- [What you will do]:
State the number of lines in the material below that hold "priest", and add nothing to it.

- [Data for the task]:

▼

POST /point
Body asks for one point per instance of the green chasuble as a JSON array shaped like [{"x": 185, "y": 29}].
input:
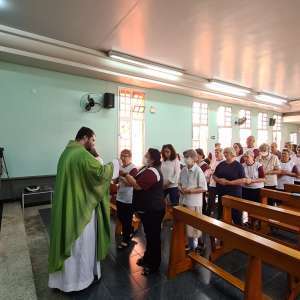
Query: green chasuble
[{"x": 82, "y": 185}]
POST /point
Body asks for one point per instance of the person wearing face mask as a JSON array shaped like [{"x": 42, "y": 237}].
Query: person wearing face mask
[
  {"x": 288, "y": 170},
  {"x": 192, "y": 185},
  {"x": 271, "y": 166},
  {"x": 289, "y": 147},
  {"x": 297, "y": 163},
  {"x": 212, "y": 190},
  {"x": 255, "y": 172},
  {"x": 207, "y": 172},
  {"x": 239, "y": 152},
  {"x": 250, "y": 145},
  {"x": 275, "y": 151},
  {"x": 170, "y": 168},
  {"x": 230, "y": 176},
  {"x": 124, "y": 197},
  {"x": 148, "y": 202}
]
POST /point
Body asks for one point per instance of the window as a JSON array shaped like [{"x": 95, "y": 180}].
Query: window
[
  {"x": 277, "y": 130},
  {"x": 245, "y": 128},
  {"x": 224, "y": 126},
  {"x": 262, "y": 132},
  {"x": 200, "y": 126},
  {"x": 132, "y": 123},
  {"x": 293, "y": 138}
]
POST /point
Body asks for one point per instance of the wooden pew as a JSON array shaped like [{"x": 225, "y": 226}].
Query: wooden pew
[
  {"x": 258, "y": 248},
  {"x": 286, "y": 199},
  {"x": 292, "y": 188},
  {"x": 271, "y": 215}
]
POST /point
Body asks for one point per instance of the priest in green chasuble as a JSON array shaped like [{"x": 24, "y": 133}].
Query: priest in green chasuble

▲

- [Response to this exercise]:
2